Dataset excerpts on object pointing -
***
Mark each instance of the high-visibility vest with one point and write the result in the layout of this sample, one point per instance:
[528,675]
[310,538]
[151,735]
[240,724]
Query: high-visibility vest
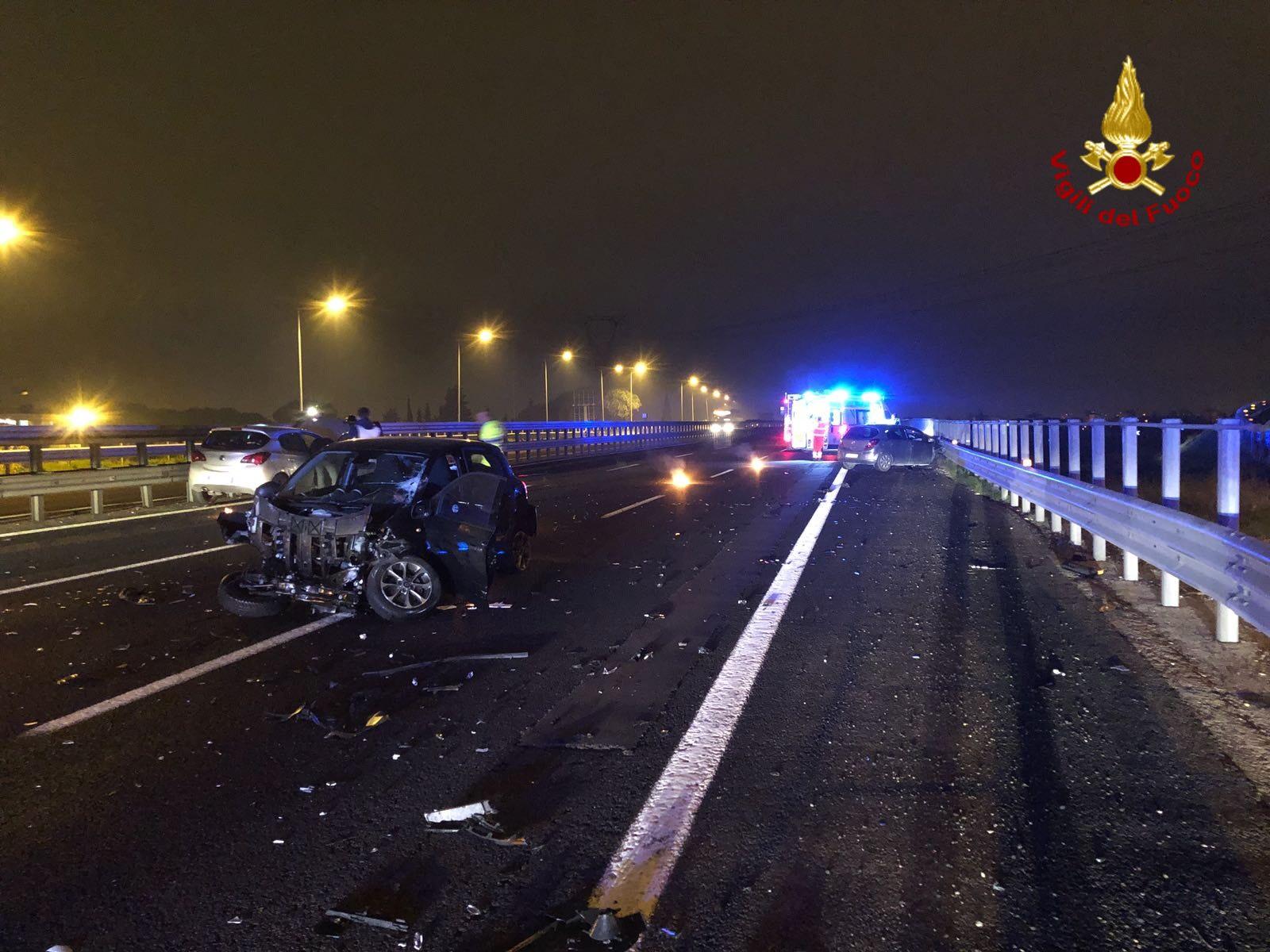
[492,432]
***
EXERCISE TASK - Write the listing above out again exactly, dropping each image.

FINAL RESULT -
Mark each instance of the high-visibility vest with one point and write the result in the layout of this sample, one point per instance:
[528,675]
[310,538]
[151,735]
[240,724]
Query: high-visibility vest
[492,432]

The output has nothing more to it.